● **Assignment**: After locating the line with "[indicate] the cloudy" in the data that follows, return it and every later line exactly, up to and including the line with "[indicate] the large".

(Records for processing begins)

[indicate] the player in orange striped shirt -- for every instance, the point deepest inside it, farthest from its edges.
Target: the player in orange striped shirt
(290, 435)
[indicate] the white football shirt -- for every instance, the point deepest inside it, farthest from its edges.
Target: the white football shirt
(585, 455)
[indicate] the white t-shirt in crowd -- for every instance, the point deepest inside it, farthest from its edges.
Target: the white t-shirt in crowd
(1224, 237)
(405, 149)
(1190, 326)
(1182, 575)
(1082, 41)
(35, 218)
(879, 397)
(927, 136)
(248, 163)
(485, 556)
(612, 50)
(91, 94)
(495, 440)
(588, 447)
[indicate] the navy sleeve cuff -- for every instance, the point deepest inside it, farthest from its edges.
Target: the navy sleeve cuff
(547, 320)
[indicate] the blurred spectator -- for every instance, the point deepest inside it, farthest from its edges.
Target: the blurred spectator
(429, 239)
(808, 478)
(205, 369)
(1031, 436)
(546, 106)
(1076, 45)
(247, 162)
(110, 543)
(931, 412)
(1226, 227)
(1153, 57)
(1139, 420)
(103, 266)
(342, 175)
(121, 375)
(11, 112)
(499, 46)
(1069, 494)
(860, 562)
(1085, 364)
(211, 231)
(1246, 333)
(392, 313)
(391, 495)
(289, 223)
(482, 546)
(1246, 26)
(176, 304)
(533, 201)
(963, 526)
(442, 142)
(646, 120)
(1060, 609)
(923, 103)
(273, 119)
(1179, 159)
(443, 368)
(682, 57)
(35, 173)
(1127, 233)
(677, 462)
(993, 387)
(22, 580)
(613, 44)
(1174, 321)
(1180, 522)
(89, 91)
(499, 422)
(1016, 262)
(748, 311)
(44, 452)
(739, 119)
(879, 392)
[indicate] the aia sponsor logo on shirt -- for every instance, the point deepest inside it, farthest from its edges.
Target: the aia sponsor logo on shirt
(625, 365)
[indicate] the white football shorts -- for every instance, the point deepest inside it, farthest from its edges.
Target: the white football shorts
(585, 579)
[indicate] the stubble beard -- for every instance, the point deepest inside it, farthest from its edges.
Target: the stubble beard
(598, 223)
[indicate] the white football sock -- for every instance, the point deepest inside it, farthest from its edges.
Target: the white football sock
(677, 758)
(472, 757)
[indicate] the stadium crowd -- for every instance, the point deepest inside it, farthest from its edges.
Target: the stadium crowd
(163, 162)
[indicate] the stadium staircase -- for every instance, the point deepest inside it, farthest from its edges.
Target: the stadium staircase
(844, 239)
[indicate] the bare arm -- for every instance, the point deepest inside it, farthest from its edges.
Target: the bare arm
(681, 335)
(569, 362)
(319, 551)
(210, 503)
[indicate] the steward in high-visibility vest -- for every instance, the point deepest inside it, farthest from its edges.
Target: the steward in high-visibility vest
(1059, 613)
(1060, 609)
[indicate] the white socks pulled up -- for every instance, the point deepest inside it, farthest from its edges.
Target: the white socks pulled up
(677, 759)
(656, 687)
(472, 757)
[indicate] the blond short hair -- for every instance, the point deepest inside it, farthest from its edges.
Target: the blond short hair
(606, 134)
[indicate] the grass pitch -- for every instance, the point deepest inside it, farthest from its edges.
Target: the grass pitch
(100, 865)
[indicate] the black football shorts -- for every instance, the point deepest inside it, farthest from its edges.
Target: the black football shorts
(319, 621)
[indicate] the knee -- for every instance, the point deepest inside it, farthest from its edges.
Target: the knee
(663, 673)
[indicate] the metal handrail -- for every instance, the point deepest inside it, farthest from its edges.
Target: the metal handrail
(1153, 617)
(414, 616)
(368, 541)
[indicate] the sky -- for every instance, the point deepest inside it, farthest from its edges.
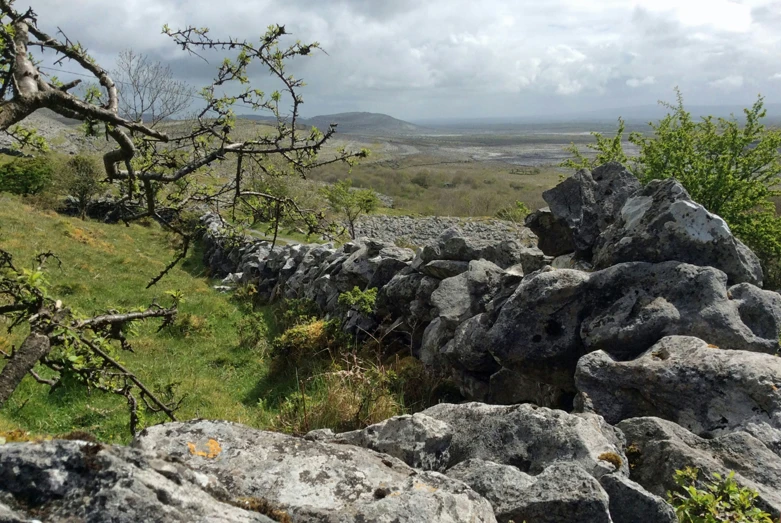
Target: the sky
(419, 60)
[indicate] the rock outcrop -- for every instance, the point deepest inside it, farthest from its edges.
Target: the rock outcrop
(662, 223)
(80, 481)
(657, 448)
(315, 481)
(650, 318)
(699, 386)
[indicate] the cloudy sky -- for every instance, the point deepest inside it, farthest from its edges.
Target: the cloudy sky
(453, 58)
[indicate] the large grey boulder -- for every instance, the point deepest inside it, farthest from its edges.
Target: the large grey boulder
(631, 503)
(662, 223)
(637, 304)
(407, 295)
(657, 448)
(454, 245)
(79, 481)
(461, 297)
(504, 486)
(589, 202)
(531, 438)
(507, 387)
(556, 316)
(554, 236)
(562, 493)
(418, 440)
(683, 379)
(470, 348)
(315, 481)
(537, 331)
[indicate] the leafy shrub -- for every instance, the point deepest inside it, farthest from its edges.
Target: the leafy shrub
(361, 301)
(26, 176)
(81, 178)
(306, 341)
(352, 394)
(721, 500)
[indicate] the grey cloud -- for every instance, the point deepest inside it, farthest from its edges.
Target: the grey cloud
(457, 57)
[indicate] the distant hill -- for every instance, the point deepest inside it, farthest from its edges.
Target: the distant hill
(354, 123)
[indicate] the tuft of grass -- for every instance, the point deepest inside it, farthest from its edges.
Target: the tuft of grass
(201, 358)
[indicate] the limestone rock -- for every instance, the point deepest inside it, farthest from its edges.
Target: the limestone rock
(315, 481)
(554, 236)
(705, 389)
(662, 223)
(442, 269)
(504, 486)
(657, 448)
(537, 332)
(77, 481)
(637, 304)
(631, 503)
(418, 440)
(589, 202)
(529, 437)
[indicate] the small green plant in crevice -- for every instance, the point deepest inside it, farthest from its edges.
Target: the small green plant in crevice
(358, 300)
(305, 342)
(253, 332)
(516, 213)
(721, 500)
(26, 176)
(296, 311)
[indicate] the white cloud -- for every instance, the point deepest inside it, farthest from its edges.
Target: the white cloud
(442, 56)
(637, 82)
(728, 83)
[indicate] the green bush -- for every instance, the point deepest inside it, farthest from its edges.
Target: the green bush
(732, 168)
(721, 500)
(515, 213)
(361, 301)
(26, 176)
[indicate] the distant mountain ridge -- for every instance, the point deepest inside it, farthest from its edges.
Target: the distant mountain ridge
(353, 123)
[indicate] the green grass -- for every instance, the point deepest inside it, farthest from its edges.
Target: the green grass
(106, 266)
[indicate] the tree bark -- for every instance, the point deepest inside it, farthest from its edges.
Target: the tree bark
(35, 347)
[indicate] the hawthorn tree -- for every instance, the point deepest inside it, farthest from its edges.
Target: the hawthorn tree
(159, 170)
(148, 91)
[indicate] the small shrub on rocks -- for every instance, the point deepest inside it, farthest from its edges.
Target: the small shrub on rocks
(723, 499)
(26, 176)
(358, 300)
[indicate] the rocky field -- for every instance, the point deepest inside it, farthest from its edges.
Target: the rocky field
(632, 340)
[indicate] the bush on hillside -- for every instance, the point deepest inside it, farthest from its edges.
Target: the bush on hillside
(723, 499)
(80, 178)
(26, 176)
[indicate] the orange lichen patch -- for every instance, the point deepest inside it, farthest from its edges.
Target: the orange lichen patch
(88, 237)
(612, 458)
(213, 449)
(262, 506)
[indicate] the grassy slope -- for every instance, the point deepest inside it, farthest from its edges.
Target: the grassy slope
(106, 266)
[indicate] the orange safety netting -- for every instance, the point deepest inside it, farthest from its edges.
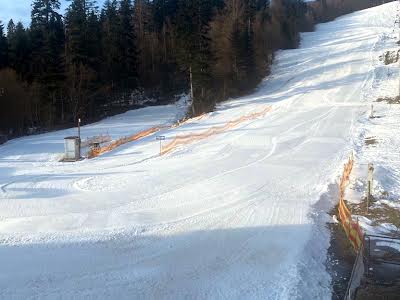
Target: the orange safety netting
(352, 228)
(190, 138)
(96, 152)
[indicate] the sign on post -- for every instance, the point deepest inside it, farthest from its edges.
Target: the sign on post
(370, 181)
(160, 138)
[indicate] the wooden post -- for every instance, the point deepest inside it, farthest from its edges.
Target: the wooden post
(160, 138)
(79, 137)
(191, 90)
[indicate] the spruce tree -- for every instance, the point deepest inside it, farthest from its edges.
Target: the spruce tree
(127, 45)
(3, 48)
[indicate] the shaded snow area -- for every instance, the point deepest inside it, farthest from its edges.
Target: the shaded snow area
(378, 138)
(232, 216)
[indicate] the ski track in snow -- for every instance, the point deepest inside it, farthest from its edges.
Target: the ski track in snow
(226, 217)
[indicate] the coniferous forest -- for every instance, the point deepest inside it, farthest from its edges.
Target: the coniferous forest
(90, 62)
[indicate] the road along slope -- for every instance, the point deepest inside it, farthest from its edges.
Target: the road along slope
(230, 216)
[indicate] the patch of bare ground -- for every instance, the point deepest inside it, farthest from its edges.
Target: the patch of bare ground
(378, 214)
(371, 140)
(341, 258)
(390, 57)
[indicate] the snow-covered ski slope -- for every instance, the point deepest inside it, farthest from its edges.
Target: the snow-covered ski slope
(234, 216)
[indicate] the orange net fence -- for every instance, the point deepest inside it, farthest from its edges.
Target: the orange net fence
(96, 152)
(190, 138)
(352, 228)
(115, 144)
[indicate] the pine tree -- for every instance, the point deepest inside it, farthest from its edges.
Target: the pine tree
(82, 82)
(110, 26)
(19, 50)
(3, 48)
(127, 45)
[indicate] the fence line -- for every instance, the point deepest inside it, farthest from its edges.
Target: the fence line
(96, 152)
(352, 228)
(190, 138)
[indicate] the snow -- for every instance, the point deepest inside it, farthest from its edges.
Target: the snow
(382, 129)
(231, 216)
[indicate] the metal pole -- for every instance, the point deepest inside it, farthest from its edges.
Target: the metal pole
(368, 194)
(79, 136)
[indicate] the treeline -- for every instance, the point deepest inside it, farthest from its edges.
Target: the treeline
(81, 63)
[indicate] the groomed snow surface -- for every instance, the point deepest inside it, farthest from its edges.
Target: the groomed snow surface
(232, 216)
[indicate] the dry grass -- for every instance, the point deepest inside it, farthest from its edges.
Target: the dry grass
(370, 141)
(390, 57)
(389, 100)
(378, 214)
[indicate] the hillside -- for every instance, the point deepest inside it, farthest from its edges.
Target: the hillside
(234, 215)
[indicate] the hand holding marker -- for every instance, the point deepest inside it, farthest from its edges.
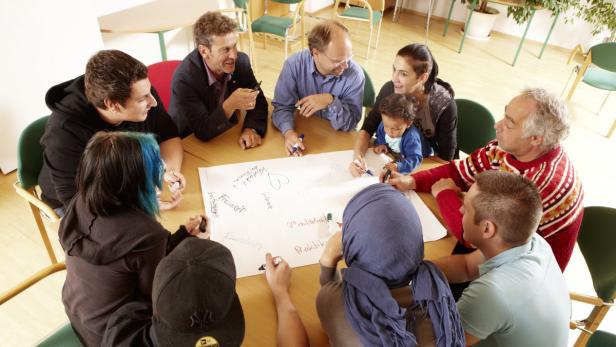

(Records for processing ends)

● **Completed exercise**:
[indicate] the cloudy sky -- for every instance, the point deepest inside it, farthest from its edges.
Target: the cloudy sky
(453, 58)
[indicate] the large grey boulder -- for every instance, the point deepest inside it, farthest from its edges.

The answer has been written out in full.